Continue the article on poisonous flowers from the point where it ends.

== Document excerpt ==

When it comes to flowers, looks can be deceiving. No matter how harmless (or beautiful!) they may look, remember never to judge a book by its cover. From mild to just plain deadly, Here is a list of 10 flowers to watch out for.
1: Angel’s Trumpets (Scientific Name: Brugmansia)
Don’t let the name fool you, because they are anything but angelic! The angel’s trumpet is a poisonous flower to humans and animals, causing symptoms ranging from hallucinations to memory loss. All parts of this flower are considered poisonous and contain alkaloids, atropine, scopolamine, and hyoscyamine. Though these have been found excellent in medicine, the use of these parts are deadly without doctor supervision.
Native to South America, this flower resembles a trumpet and the color ranges from white, yellow, pink, and orange or red. They can also reach up to 50 cm in length. People describe the scent as exotic and intoxicating, carrying notes of citrus, gardenia, and more.
You can get poisoned by touching, inhaling, or eating any parts of this gorgeous yet dangerous flower.
- Oleander (Scientific Name: Nerium)
Oleanders are common ornamental evergreen shrubs, known since ancient Greece and Rome, described by author Plinius. It is the only species currently classified in the genus Nerium and they carry large, attractive clusters of vibrant blooms. They have the ability to withstand drought and salt spray, making them highly desirable flowering plants.
However, they also contain cardiac glycosides, which are poisonous. You don’t even have to digest the bloom to experience toxic effects. Just touching them (particularly the sap inside the plant), can cause disorientation and seizures. As long as you or your pets don’t come in contact with oleanders, they can be used as a shrub or hedge to add a vibrant pop of color to your front lawn.
- Snake’s Head Fritillary (Scientific Name: Fritillaria Meleagris)
Snake’s head fritillary is a eurasian species of flowering plant in the family liliaceae. Other common names include the lazarus bell, checkered lily, and frog-cup. This flower has a unique checkered pattern on drooping petals that are shaped like a bell. It comes in shades of purple, though sometimes white.

===
== Data listing ==

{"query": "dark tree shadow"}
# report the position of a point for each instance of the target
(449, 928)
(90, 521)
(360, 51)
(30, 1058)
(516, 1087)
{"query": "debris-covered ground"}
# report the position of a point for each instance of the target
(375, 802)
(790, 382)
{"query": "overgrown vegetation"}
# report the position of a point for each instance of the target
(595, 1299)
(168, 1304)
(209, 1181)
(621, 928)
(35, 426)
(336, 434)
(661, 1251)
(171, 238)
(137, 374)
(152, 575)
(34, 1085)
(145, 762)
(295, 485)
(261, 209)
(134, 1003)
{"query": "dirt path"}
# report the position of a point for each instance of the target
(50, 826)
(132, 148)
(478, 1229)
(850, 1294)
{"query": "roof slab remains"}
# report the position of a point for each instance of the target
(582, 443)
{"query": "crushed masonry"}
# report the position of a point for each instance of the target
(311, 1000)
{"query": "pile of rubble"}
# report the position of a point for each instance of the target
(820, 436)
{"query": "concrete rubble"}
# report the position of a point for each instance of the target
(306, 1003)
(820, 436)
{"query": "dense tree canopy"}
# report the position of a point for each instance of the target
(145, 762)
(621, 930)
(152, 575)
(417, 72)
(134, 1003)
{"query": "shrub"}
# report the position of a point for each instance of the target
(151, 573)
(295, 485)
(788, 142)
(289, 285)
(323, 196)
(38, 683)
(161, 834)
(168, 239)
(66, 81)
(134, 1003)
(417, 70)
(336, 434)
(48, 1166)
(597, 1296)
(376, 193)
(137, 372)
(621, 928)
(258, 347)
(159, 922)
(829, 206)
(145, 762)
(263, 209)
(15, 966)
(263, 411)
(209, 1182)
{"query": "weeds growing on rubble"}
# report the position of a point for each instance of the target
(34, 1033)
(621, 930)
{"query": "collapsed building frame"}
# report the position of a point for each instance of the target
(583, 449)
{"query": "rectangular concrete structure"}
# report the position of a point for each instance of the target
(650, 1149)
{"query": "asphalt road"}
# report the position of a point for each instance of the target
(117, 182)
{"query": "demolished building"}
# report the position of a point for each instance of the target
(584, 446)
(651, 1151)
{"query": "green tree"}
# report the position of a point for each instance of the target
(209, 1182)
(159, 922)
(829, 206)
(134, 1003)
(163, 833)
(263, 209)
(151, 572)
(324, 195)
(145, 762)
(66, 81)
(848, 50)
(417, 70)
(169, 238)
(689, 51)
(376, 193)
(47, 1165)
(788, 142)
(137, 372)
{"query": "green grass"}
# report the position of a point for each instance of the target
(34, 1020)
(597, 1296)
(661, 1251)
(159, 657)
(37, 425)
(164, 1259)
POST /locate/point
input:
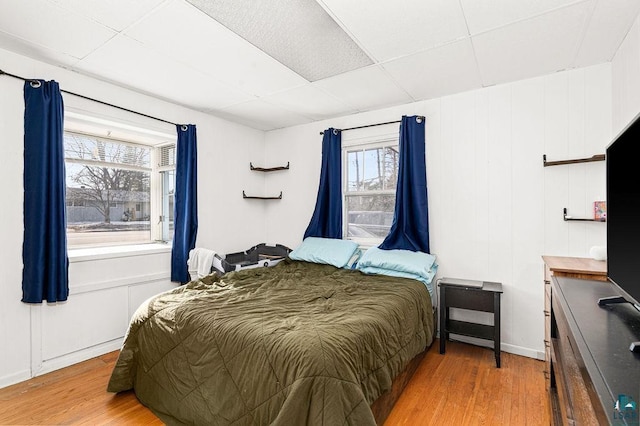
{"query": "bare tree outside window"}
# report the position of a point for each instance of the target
(372, 175)
(108, 189)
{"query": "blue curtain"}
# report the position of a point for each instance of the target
(327, 217)
(44, 249)
(410, 227)
(185, 219)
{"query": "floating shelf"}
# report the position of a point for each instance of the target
(279, 197)
(568, 218)
(268, 169)
(597, 157)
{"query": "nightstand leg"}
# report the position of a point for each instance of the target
(443, 319)
(496, 327)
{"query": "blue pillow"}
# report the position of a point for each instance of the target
(427, 281)
(329, 251)
(411, 262)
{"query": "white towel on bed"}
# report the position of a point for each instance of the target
(200, 261)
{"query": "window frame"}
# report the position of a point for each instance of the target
(362, 144)
(81, 122)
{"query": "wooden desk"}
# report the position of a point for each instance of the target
(484, 299)
(575, 267)
(591, 365)
(565, 267)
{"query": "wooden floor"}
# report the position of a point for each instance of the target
(462, 387)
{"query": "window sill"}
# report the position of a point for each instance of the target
(98, 253)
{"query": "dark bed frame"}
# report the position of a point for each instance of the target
(382, 406)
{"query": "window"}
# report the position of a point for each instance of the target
(167, 168)
(371, 176)
(111, 188)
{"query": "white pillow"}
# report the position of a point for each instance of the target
(330, 251)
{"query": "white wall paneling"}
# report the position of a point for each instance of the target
(494, 209)
(490, 198)
(105, 291)
(625, 81)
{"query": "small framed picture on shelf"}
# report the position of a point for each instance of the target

===

*Exercise answer*.
The button shaped bulb contains poisonous alkaloids, earning the flower its association with venomous snakes. It thrives in damp soil environments.
- Star Of Bethlehem (Scientific Name:Ornithogalum)
The star of bethlehem is native mostly to southern europe and southern africa. It’s an exotic flower that produces white clusters in the spring with narrow green leaves, whitish midrib and onion-like bulbs. Over the holidays, it can be seen in many Christmas floral arrangements. This flower is often used in religious arrangements, symbolizing hope, purity, honesty, and forgiveness. The flower petals open with the sun each morning and close at night.
All parts of this flower are poisonous to both humans and animals. It is not to be confused with wild onion. The toxic principal appears to be similar to alkaloids, though not definitely identified. Using the star of bethlehem for medicinal purposes is deemed unsafe due to its toxic content.
- Belladonna (Scientific Name: Atropa Belladonna)
Also known as deadly nightshade, the belladonna is a toxic perennial herbaceous plant in the nightshade family solanaceae. It is native to europe, north africa, and western asia.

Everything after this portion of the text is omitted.